* Task statement
Rewrite the lines from the one with "white wall -> masks, each instance" through the end of the records, request lines included, and multiply every coordinate in the answers by 1.7, rounding each result to a whole number with halves rounded up. Leave all numbers outside the answers unchanged.

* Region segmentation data
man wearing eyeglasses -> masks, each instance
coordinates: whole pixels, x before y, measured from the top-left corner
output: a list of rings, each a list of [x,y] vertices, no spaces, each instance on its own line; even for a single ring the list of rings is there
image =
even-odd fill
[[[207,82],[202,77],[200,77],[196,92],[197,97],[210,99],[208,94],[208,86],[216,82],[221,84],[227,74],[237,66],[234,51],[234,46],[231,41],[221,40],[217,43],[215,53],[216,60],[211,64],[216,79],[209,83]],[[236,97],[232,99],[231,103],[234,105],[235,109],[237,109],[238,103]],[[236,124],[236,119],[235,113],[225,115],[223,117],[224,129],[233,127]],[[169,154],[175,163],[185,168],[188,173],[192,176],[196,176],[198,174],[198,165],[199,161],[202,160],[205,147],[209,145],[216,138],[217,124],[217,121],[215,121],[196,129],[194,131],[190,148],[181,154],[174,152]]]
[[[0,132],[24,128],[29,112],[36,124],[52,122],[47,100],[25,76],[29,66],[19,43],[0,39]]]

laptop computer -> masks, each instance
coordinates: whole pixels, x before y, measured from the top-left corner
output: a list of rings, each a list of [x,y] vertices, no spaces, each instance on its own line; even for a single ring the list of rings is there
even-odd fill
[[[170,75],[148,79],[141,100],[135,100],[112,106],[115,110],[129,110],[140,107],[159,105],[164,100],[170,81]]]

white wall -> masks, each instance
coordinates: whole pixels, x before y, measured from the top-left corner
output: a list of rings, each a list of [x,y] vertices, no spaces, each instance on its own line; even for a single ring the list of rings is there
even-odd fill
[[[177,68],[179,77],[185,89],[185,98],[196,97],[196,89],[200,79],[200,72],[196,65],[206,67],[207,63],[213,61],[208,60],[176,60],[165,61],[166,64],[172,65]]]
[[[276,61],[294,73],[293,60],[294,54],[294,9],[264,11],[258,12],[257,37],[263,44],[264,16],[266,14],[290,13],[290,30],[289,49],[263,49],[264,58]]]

* Expected output
white wall -> masks, each instance
coordinates: whole pixels, x before y, measured from the top-left corner
output: a list of rings, each a list of [x,y] vertices, no spaces, each instance on its own line; even for a single ring the list of rings is there
even-odd fill
[[[301,116],[304,131],[315,151],[315,167],[333,165],[333,151],[340,134],[340,122],[333,111],[350,114],[352,107],[362,104],[354,102],[299,102],[281,104],[282,109],[292,111]]]
[[[469,104],[500,124],[498,102],[500,92],[500,15],[449,19],[439,20],[437,63],[447,75],[449,27],[452,24],[493,22],[493,51],[491,83],[447,83],[449,99]]]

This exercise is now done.